Copy the lines below verbatim. Begin with the first and end with the line containing "Put a marker on each instance of the sponsor".

#### DATA TO PROCESS

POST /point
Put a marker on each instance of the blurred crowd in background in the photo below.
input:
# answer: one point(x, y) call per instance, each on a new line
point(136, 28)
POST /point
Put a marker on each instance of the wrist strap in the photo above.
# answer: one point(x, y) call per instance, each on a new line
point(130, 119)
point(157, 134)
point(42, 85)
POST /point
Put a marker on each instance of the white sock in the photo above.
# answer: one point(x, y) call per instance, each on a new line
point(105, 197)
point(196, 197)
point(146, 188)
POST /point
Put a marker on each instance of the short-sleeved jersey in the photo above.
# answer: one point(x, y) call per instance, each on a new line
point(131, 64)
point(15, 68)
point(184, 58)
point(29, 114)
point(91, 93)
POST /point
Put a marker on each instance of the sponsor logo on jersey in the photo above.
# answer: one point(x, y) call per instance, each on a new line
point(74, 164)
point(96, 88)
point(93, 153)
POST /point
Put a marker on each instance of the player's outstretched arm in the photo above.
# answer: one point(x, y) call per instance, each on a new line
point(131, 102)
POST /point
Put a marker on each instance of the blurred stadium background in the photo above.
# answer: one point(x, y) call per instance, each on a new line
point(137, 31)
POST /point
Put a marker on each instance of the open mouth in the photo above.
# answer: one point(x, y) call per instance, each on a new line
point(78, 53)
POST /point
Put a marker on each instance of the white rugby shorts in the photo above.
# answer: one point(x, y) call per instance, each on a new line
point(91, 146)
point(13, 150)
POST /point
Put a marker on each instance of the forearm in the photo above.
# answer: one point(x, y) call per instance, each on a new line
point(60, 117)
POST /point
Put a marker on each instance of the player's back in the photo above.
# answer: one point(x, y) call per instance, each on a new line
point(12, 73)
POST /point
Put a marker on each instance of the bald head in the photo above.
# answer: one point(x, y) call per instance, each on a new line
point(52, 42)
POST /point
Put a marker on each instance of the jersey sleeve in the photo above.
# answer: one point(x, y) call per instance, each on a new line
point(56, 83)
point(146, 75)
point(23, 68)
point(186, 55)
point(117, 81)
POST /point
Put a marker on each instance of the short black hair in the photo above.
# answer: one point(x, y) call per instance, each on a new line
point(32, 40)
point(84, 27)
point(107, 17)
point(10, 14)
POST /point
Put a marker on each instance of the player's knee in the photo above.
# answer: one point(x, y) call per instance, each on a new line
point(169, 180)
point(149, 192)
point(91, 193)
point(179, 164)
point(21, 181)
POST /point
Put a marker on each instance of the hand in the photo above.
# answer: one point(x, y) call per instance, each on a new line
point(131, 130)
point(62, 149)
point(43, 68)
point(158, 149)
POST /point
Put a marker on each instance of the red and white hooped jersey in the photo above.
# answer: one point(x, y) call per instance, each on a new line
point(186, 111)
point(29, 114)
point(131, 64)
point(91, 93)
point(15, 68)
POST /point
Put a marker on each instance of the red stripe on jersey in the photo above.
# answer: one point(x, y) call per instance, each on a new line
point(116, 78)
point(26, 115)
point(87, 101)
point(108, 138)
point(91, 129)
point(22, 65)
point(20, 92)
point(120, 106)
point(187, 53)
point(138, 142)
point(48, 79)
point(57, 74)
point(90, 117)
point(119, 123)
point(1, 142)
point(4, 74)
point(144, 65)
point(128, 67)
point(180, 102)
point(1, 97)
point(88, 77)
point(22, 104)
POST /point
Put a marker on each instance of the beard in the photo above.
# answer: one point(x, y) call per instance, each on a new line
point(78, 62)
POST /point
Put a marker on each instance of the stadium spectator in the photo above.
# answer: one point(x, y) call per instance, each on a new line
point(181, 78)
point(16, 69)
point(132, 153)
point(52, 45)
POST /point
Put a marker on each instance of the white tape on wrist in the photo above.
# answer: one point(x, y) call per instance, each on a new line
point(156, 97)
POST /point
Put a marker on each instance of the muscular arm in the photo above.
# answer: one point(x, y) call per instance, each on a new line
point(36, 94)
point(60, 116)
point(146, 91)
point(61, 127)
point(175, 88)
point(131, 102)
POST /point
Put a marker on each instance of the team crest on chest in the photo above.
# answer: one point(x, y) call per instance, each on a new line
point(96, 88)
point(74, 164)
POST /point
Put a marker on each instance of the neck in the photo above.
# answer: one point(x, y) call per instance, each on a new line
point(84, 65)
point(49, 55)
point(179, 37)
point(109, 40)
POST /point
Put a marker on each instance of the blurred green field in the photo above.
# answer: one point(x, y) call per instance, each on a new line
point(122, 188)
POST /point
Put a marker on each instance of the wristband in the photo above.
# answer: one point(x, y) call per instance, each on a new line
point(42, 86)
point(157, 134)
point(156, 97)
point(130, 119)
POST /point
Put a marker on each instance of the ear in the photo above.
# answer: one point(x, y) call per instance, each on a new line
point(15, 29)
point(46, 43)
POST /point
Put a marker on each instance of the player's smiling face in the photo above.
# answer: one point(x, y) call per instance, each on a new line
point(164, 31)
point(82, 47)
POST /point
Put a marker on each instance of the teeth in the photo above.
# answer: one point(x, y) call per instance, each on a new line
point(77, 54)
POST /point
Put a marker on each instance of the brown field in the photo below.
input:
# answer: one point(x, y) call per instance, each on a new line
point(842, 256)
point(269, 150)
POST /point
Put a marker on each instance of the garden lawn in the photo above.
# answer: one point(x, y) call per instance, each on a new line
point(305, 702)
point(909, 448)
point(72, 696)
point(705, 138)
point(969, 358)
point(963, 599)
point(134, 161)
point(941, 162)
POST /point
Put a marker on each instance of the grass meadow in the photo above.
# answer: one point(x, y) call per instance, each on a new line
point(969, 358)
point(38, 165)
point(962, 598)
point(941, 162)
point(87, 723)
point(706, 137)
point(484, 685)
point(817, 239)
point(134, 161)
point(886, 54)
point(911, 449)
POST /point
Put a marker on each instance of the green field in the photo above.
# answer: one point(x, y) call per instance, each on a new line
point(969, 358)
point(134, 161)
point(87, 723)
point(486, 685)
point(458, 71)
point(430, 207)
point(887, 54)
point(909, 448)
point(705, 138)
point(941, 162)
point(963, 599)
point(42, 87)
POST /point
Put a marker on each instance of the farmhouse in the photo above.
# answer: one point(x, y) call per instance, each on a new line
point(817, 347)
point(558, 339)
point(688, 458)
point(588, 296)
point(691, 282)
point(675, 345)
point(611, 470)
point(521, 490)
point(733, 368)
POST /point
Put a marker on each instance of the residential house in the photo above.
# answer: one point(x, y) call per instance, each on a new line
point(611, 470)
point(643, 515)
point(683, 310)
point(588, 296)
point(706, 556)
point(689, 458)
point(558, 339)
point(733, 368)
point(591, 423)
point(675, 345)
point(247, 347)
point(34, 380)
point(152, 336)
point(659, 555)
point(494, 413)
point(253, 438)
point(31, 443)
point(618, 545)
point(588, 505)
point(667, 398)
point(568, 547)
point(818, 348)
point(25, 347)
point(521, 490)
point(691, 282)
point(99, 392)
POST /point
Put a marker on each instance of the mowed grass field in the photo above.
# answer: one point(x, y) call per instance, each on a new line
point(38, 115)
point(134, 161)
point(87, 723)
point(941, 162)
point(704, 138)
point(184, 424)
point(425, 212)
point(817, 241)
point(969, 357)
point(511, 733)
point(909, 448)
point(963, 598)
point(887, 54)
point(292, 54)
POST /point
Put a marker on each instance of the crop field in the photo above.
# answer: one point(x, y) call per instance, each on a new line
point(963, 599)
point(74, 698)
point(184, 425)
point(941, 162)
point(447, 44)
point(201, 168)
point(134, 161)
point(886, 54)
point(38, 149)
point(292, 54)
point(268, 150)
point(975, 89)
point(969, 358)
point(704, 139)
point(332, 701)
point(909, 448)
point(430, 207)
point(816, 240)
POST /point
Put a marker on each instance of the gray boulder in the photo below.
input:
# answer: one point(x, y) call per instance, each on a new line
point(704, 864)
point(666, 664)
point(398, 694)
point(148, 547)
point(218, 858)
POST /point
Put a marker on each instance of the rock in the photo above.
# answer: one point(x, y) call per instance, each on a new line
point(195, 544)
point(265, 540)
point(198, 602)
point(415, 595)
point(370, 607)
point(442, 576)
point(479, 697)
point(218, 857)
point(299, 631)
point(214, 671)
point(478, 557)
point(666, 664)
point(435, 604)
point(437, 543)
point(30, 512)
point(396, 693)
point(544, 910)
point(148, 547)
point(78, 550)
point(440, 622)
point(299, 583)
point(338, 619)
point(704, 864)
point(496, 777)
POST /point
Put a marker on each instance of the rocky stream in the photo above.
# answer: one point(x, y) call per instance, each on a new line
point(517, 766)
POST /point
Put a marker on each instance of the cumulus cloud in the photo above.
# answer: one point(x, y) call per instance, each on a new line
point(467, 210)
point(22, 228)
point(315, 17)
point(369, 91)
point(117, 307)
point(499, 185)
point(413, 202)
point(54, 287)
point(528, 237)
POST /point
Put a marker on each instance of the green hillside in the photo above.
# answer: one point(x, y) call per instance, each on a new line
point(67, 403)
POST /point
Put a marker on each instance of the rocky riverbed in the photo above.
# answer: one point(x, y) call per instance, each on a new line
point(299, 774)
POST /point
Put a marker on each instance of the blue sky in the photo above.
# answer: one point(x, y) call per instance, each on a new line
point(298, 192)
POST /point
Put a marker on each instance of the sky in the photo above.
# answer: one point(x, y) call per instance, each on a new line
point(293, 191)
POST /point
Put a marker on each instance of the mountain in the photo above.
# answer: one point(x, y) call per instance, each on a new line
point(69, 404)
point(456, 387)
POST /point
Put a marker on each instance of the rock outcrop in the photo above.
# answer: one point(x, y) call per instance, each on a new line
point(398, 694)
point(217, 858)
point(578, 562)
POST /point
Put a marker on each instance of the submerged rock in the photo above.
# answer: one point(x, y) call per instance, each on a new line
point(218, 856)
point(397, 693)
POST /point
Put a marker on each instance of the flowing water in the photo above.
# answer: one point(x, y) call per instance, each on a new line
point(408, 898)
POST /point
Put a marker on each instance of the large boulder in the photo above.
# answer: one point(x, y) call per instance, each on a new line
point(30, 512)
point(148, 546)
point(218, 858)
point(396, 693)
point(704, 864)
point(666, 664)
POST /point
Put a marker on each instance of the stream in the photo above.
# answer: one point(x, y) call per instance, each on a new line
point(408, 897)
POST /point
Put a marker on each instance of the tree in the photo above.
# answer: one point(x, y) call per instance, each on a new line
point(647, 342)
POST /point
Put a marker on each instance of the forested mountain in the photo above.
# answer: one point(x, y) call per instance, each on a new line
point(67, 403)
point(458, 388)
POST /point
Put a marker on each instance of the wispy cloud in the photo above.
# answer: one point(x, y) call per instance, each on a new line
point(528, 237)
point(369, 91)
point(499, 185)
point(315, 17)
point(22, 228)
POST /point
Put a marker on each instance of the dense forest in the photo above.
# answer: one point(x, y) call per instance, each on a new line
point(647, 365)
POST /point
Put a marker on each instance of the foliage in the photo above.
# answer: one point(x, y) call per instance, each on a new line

########

● **TASK OUTPUT**
POST /point
Put a marker on each instance of the blurred crowd in background in the photo below.
input:
# answer: one point(x, y) call per instance, each on a new line
point(136, 28)
POST /point
Put a marker on each instance of the wrist strap in the photo above.
# answer: one point(x, y) call per instance, each on a new line
point(130, 119)
point(157, 134)
point(42, 85)
POST /point
Put a marker on each instance of the white sock in the photo above.
# answer: one point(x, y) call per instance, each on a new line
point(105, 197)
point(196, 197)
point(146, 188)
POST /point
Put a marker on each instance of the short-sleeved jersey in the photo above.
# answer: one point(x, y) call per instance, each on a new line
point(131, 64)
point(15, 68)
point(184, 58)
point(29, 114)
point(91, 93)
POST /point
Put a marker on each instance of the sponsor logo on jersey in the photo above.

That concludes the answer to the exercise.